▸ **EXERCISE SET**
[a] In the thread on switching to organic alfalfa, who are the possible customers?
[b] In the organic alfalfa thread, copy everything from "Who do I need" down to "on the farm.", swapping "plowed" for "disked".
# start of PASSAGE GIVEN
# ¿Question on transitioning to Organic Alfalfa?



## hay wilson in TX (Jan 28, 2009)

I am considering transitioning to certified organic alfalfa here in Central Texas. Customers could be Austin and Waco organic milk goat people. 
Who do I need to contact to find out the actual ground rules in Texas?

Question, is it allowed for an organic grower to use weed killers on the fence rows to prevent the migration of weed seeds? There is now a plowed strip maintained next to my neighbors fence. In the fence is a 20 year supply of weed seed. 
Primatol, Velpar, Weedmaster, & RU help a little.


----------



## mlappin (Jun 25, 2009)

Not sure about Texas, but I have a friend in organic dairy, not allowed to use weed killers anywhere on the farm.

He seriously wanted me to continue supplying his hay for him when he started talking about going to organic milk. Even offered to pay my way to goto conferences on it and what not. After further research into the requirements I decided it wasn't worth it.

Not sure about this year, but a few years ago he paid less for a years supply of hay (by the ton) than what I averaged on selling my 2,3 and fourth cuttings. Last year it was the same price, but I didn't have to deal with the paperwork or the certification like I would if I was raising organic hay.
# end of PASSAGE GIVEN
# start of RAW RECORDS
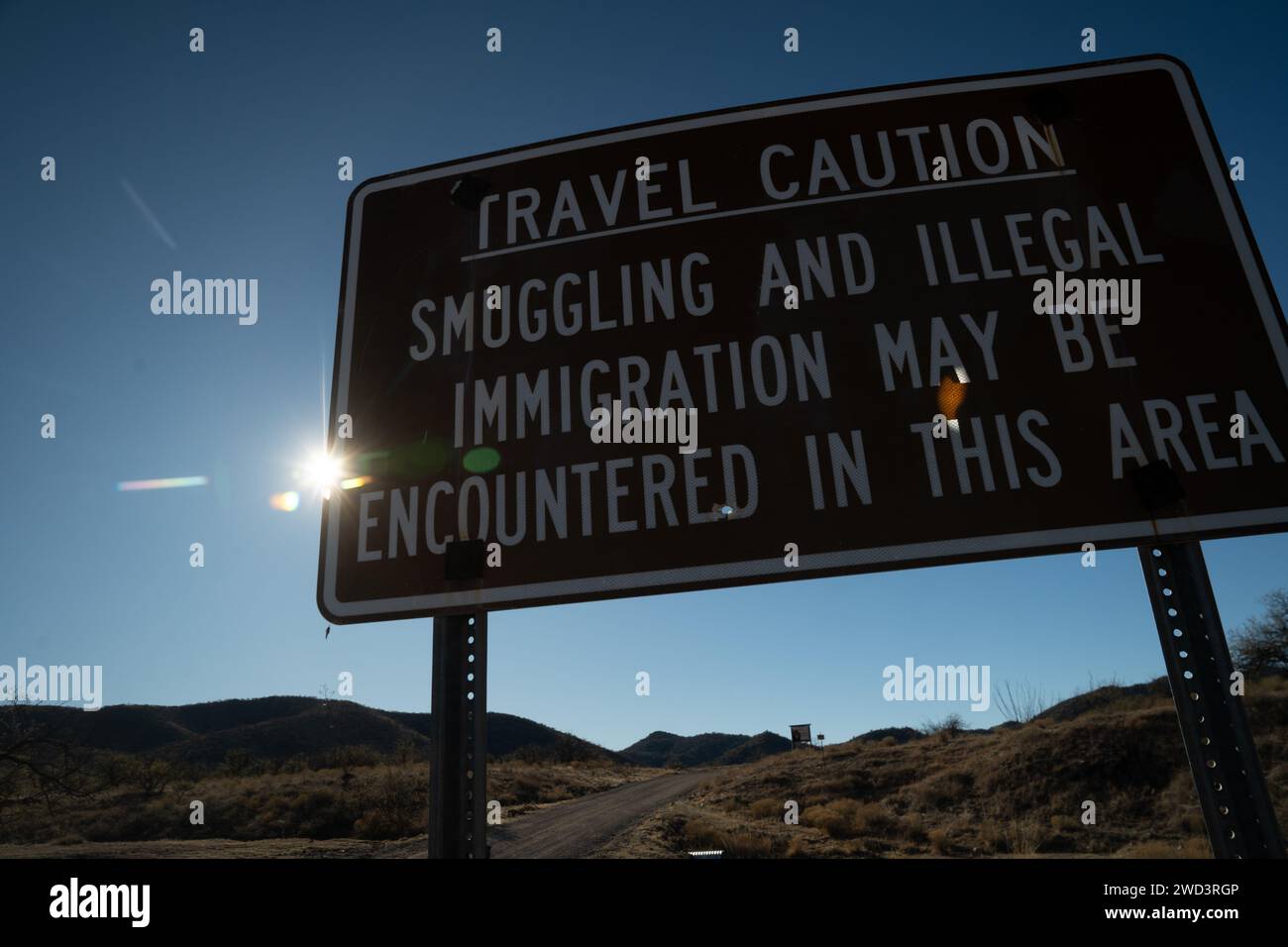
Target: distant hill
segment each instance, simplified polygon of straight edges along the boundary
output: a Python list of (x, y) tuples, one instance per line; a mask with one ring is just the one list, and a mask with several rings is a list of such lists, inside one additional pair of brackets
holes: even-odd
[(765, 731), (755, 737), (746, 733), (699, 733), (681, 737), (654, 731), (631, 743), (621, 755), (640, 767), (705, 767), (751, 763), (790, 750), (791, 741)]
[[(339, 747), (424, 755), (433, 732), (430, 714), (384, 711), (317, 697), (256, 697), (180, 707), (121, 705), (94, 713), (73, 707), (39, 710), (58, 719), (64, 738), (79, 746), (197, 765), (218, 765), (233, 750), (268, 761), (316, 758)], [(622, 761), (611, 750), (511, 714), (488, 714), (488, 755), (533, 761)]]
[(1172, 688), (1167, 683), (1167, 678), (1155, 678), (1144, 684), (1128, 684), (1126, 687), (1106, 684), (1097, 687), (1095, 691), (1075, 694), (1066, 701), (1054, 703), (1037, 716), (1046, 720), (1073, 720), (1092, 710), (1104, 710), (1106, 707), (1124, 709), (1130, 703), (1142, 706), (1150, 703), (1157, 697), (1171, 696)]

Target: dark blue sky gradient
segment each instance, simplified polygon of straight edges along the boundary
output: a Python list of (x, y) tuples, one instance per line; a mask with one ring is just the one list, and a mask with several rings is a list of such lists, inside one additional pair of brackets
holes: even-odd
[[(430, 622), (323, 640), (318, 505), (268, 505), (322, 433), (339, 156), (362, 180), (768, 99), (1170, 53), (1247, 161), (1239, 193), (1282, 290), (1285, 21), (1265, 3), (0, 5), (0, 664), (100, 664), (108, 703), (317, 694), (352, 671), (363, 703), (428, 707)], [(148, 286), (174, 269), (258, 278), (259, 323), (153, 316)], [(196, 474), (211, 486), (113, 490)], [(1282, 535), (1204, 549), (1227, 626), (1285, 584)], [(907, 656), (1051, 694), (1163, 673), (1119, 551), (498, 613), (491, 707), (614, 749), (804, 720), (844, 740), (965, 710), (885, 702), (881, 669)]]

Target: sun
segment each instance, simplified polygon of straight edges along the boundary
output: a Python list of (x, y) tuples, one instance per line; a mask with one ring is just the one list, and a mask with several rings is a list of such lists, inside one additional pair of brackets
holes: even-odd
[(330, 454), (312, 454), (300, 466), (300, 477), (323, 499), (331, 499), (331, 491), (344, 479), (344, 464), (340, 457)]

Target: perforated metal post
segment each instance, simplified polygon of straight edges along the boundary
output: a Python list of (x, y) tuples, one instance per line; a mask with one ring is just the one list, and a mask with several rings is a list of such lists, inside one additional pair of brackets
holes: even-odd
[(1230, 649), (1198, 542), (1140, 546), (1167, 678), (1212, 854), (1283, 858), (1243, 698), (1230, 693)]
[(487, 613), (434, 618), (429, 857), (487, 858)]

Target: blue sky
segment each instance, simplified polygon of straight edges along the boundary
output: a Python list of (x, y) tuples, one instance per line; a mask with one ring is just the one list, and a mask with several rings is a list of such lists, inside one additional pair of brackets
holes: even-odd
# end of RAW RECORDS
▸ **SOLUTIONS TO THE TASKS**
[a] Organic milk goat people in Austin and Waco.

[b]
Who do I need to contact to find out the actual ground rules in Texas?

Question, is it allowed for an organic grower to use weed killers on the fence rows to prevent the migration of weed seeds? There is now a disked strip maintained next to my neighbors fence. In the fence is a 20 year supply of weed seed. 
Primatol, Velpar, Weedmaster, & RU help a little.


----------



## mlappin (Jun 25, 2009)

Not sure about Texas, but I have a friend in organic dairy, not allowed to use weed killers anywhere on the farm.